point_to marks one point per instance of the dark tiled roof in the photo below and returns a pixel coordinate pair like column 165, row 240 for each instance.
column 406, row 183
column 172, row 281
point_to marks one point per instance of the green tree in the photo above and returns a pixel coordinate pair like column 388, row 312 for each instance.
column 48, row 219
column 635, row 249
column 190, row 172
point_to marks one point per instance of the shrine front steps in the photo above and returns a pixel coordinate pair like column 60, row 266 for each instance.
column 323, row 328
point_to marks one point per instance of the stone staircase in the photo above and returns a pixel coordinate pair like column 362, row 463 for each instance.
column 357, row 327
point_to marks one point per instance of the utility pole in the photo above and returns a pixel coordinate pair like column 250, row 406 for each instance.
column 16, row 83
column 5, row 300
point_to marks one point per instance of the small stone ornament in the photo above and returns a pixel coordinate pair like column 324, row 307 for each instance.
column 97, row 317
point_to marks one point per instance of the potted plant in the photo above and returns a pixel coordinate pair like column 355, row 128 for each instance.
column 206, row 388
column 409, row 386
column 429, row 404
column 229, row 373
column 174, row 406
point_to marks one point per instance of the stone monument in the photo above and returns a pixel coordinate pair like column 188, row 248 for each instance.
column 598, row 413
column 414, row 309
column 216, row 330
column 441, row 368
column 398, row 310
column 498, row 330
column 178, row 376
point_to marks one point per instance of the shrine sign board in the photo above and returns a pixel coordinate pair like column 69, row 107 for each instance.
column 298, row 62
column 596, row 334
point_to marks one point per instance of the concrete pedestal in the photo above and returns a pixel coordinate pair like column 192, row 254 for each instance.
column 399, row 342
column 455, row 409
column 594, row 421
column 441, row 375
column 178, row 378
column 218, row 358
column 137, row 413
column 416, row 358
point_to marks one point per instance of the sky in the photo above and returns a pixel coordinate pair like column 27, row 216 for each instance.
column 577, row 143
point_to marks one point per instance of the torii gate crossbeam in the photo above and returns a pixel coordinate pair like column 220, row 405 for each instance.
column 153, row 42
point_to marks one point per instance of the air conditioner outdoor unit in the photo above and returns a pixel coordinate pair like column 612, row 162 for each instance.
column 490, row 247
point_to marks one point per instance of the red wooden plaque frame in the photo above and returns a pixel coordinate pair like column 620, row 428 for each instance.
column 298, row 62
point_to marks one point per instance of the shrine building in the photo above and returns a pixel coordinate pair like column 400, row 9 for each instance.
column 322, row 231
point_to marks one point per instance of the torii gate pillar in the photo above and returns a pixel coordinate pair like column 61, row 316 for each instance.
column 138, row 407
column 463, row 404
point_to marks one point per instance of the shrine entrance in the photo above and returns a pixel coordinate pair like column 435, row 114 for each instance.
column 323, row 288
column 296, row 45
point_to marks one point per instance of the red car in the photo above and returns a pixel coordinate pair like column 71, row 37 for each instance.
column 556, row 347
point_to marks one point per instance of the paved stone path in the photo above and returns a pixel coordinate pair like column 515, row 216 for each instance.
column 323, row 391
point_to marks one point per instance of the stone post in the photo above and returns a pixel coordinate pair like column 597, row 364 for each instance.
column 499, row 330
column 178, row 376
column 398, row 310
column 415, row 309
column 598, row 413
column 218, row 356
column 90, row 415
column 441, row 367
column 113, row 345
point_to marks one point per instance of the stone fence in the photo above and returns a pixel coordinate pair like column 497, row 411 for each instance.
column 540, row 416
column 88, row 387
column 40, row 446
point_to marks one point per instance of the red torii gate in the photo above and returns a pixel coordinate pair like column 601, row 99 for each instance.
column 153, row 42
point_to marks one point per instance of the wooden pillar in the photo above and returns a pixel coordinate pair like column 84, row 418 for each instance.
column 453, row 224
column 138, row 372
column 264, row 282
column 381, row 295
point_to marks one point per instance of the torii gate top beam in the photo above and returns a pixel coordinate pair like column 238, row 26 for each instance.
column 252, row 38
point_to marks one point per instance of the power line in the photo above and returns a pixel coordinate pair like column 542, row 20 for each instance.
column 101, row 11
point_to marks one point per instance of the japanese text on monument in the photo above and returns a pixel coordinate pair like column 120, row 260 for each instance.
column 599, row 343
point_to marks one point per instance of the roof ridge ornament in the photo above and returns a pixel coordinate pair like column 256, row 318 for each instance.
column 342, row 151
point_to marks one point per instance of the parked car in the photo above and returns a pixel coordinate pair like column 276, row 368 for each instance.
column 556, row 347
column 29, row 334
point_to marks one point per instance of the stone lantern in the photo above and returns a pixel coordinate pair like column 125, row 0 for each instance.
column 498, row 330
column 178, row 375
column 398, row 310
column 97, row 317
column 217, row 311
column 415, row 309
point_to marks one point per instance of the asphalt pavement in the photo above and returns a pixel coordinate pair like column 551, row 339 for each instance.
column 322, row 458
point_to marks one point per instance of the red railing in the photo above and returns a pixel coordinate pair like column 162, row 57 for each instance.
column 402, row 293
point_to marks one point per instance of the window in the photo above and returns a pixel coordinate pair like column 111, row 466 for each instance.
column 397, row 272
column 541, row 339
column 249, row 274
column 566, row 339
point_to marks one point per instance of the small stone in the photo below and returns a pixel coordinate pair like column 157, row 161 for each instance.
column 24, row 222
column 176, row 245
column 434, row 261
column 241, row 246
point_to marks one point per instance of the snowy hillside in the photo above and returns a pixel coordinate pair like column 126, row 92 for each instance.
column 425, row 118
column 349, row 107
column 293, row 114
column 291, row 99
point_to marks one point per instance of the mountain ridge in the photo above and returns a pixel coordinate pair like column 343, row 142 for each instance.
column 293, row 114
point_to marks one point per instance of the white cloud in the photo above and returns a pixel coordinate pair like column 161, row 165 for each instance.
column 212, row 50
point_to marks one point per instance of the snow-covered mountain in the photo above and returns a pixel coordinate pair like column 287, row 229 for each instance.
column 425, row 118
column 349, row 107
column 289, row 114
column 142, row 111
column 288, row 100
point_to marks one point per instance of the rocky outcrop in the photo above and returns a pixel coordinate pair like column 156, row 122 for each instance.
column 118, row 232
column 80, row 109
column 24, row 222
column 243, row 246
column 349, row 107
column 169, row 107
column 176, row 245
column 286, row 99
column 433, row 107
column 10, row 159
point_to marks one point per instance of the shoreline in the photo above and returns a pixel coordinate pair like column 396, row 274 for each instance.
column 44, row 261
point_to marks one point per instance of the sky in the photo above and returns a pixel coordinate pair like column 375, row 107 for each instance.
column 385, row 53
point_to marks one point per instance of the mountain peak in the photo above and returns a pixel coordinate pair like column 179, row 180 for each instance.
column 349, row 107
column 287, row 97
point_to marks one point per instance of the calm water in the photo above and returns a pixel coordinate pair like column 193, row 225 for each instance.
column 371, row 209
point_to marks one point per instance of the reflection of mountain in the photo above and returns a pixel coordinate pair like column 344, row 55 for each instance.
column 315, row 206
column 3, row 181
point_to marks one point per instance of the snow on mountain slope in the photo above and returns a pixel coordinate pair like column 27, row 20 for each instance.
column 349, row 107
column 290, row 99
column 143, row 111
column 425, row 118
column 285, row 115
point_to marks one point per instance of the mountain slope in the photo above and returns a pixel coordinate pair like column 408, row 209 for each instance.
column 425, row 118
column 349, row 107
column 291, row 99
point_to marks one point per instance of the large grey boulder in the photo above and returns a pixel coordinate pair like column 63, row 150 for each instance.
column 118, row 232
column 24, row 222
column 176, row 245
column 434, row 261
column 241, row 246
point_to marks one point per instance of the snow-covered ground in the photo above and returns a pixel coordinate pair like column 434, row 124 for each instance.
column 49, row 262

--------------------------------------------------

Express the listing above as a two-column CSV with the headers label_text and points. Give one row for each point_to line, with that line in label_text and every coordinate pair listed under it in points, each field enclosed in double quotes and any line breaks replaced with spaces.

§ TASK SOLUTION
label_text,points
"point_to marks one point per instance of the dark tiled roof in the photo below and returns a pixel coordinate pair like column 165, row 240 for each instance.","column 406, row 183 column 172, row 281"
"point_to marks one point per instance of the green tree in the photo above and returns a pixel coordinate pair like column 388, row 312 for each instance.","column 48, row 219 column 635, row 249 column 190, row 172"
"point_to marks one point per instance of the shrine front steps in the photo above and returns a pixel coordinate pair like column 60, row 266 for each instance.","column 323, row 328"
"point_to marks one point per instance of the stone staircase in the photo above and returns a pixel coordinate pair like column 362, row 463 for each instance.","column 357, row 327"
"point_to marks one point per instance of the utility pole in the photo above and returns a pixel coordinate pair like column 250, row 406 for each instance.","column 16, row 83 column 5, row 300"
"point_to marks one point per instance of the small stone ornament in the photo above and returns a pixel coordinate pair like column 324, row 307 for each instance.","column 97, row 317"
"point_to marks one point per instance of the potted plant in the photo above and returns a pixel coordinate pair like column 355, row 128 for each instance.","column 206, row 388 column 409, row 386 column 429, row 404 column 229, row 373 column 174, row 406"
"point_to marks one point per instance of the stone monument in the photo above and returns a pixel coordinate pair like column 188, row 248 for each instance.","column 598, row 413 column 414, row 309 column 216, row 330 column 441, row 368 column 398, row 310 column 498, row 330 column 178, row 376"
"point_to marks one point per instance of the shrine sign board in the photo above and returns a pixel coordinate pair like column 69, row 107 for each instance.","column 298, row 62 column 596, row 334"
"point_to marks one point per instance of the concrete pedestal in the photo above and returns a pixel coordinate pair like column 192, row 254 for each instance.","column 399, row 342 column 455, row 409 column 594, row 421 column 441, row 375 column 178, row 378 column 218, row 358 column 137, row 413 column 416, row 358"
"point_to marks one point per instance of the sky in the photo above and returns a pixel coordinate pair like column 27, row 216 for each instance.","column 577, row 143"
"point_to marks one point per instance of the torii gate crossbeam in the photo above and returns a pixel coordinate pair like column 220, row 405 for each instance.","column 153, row 42"
"point_to marks one point per instance of the air conditioner outdoor unit in the photo above and returns a pixel coordinate pair like column 612, row 162 for each instance.","column 490, row 247"
"point_to marks one point per instance of the red wooden plaque frame in the photo above and returns a pixel coordinate pair like column 620, row 428 for each instance.","column 298, row 62"
"point_to marks one point per instance of the shrine building in the photo above and returns a pixel coordinate pair like column 400, row 9 for each instance.","column 322, row 231"
"point_to marks one point per instance of the torii gate pillar in the photo above and returns a pixel coordinate pair like column 61, row 316 for each instance.","column 138, row 407 column 463, row 404"
"point_to marks one point per instance of the shrine entrance in the photo above and returns a pixel coordinate pair like column 435, row 114 for each instance.","column 323, row 288 column 296, row 45"
"point_to marks one point per instance of the red car in the photo above and returns a pixel coordinate pair like column 71, row 37 for each instance.","column 556, row 347"
"point_to marks one point per instance of the paved stone path in the photo above and returns a pixel coordinate pair like column 515, row 216 for each instance.","column 323, row 391"
"point_to marks one point per instance of the stone post in the photo above and returns a pixel coordinate pair like column 597, row 364 for each instance.","column 499, row 330 column 178, row 376 column 398, row 310 column 415, row 309 column 598, row 413 column 218, row 356 column 90, row 415 column 441, row 367 column 113, row 345"
"point_to marks one point per instance of the stone fence in the photo above and returns a pixel coordinate pair like column 497, row 411 for each instance.","column 540, row 416 column 88, row 387 column 40, row 446"
"point_to marks one point per instance of the red torii gate in the photo above and returns a pixel coordinate pair like column 601, row 99 for each instance.","column 153, row 42"
"point_to marks one point per instance of the wooden pillar in the photo above and returns a pixel coordinate pair like column 84, row 418 for each instance.","column 453, row 224 column 138, row 372 column 264, row 282 column 381, row 295"
"point_to marks one point per instance of the torii gate top beam in the photo above and returns a pixel coordinate pair like column 238, row 26 for each instance.","column 252, row 38"
"point_to marks one point per instance of the power line in the photo above and returns a pixel coordinate pair like column 542, row 20 for each instance.","column 101, row 11"
"point_to marks one point per instance of the japanese text on monument in the photo above and returns a pixel coordinate pair like column 120, row 260 for each instance.","column 599, row 343"
"point_to marks one point per instance of the roof ridge ornament in the photo above and returns a pixel coordinate pair like column 256, row 318 for each instance.","column 342, row 151"
"point_to marks one point per instance of the parked car in the photo above and returns a pixel coordinate pair like column 276, row 368 for each instance.","column 556, row 347 column 29, row 334"
"point_to marks one point per instance of the stone lantern in the photo above and returns a pixel coordinate pair like column 125, row 0 for each instance.","column 498, row 330 column 178, row 375 column 398, row 310 column 97, row 317 column 217, row 311 column 415, row 309"
"point_to marks one point per instance of the asphalt pavement in the photo above and returns a pixel coordinate pair like column 551, row 339 for each instance.","column 322, row 458"
"point_to marks one point per instance of the red railing in the photo above and returns a pixel coordinate pair like column 162, row 57 for each instance.","column 402, row 293"
"point_to marks one point per instance of the window in the photo above and returns a pixel coordinate pair like column 111, row 466 for each instance.","column 397, row 272 column 541, row 339 column 249, row 274 column 566, row 339"
"point_to marks one point per instance of the small stone in the photo below and returns a pixel coordinate pair like column 157, row 161 for each instance.","column 24, row 222 column 176, row 245 column 434, row 261 column 241, row 246"
"point_to marks one point per instance of the snowy hillside in the photo above and returns a pixel coordinate pair like column 126, row 92 for each instance.","column 425, row 118 column 349, row 107 column 293, row 114 column 291, row 99"
"point_to marks one point per instance of the mountain ridge in the photo above and returns a pixel coordinate pair like column 343, row 142 for each instance.","column 293, row 114"
"point_to marks one point per instance of the white cloud in the photo above and returns a pixel coordinate pair like column 161, row 165 for each instance.","column 212, row 50"
"point_to marks one point per instance of the snow-covered mountain in the photo above and returns a pixel coordinate pair like column 287, row 229 for each instance.","column 425, row 118 column 349, row 107 column 289, row 114 column 142, row 111 column 288, row 100"
"point_to marks one point per instance of the rocky outcrop in the photo above and returns a pixel coordinate pair like column 156, row 122 for each instance.","column 118, row 232 column 80, row 109 column 24, row 222 column 243, row 246 column 349, row 107 column 169, row 107 column 176, row 245 column 286, row 99 column 433, row 107 column 10, row 159"
"point_to marks one point per instance of the shoreline in the photo above and returns a pixel coordinate pair like column 396, row 274 for each instance.","column 44, row 261"
"point_to marks one point per instance of the sky in the photo above and returns a pixel coordinate pair like column 375, row 107 for each instance.","column 385, row 53"
"point_to marks one point per instance of the mountain peak in the photo above and returns a pixel coordinate pair like column 179, row 180 for each instance.","column 349, row 107 column 287, row 97"
"point_to marks one point per instance of the calm water in the photo above and returns a pixel coordinate pair like column 193, row 225 for each instance.","column 371, row 209"
"point_to marks one point per instance of the reflection of mountain in the photo above and returns a pixel coordinate pair like column 344, row 55 for each instance.","column 315, row 206 column 3, row 181"
"point_to marks one point per instance of the snow on mountain slope in the photo above and returns a pixel coordinate pair like column 27, row 20 for each instance.","column 349, row 107 column 290, row 99 column 143, row 111 column 425, row 118 column 285, row 115"
"point_to marks one point per instance of the mountain slope in the photo above and returns a pixel coordinate pair like column 408, row 209 for each instance.","column 425, row 118 column 349, row 107 column 291, row 99"
"point_to marks one point per instance of the large grey boulder in the photo above and returns a pixel coordinate pair like column 63, row 150 for each instance.","column 118, row 232 column 24, row 222 column 176, row 245 column 434, row 261 column 241, row 246"
"point_to marks one point per instance of the snow-covered ground in the photo above and returns a pixel coordinate pair like column 434, row 124 for each instance.","column 49, row 262"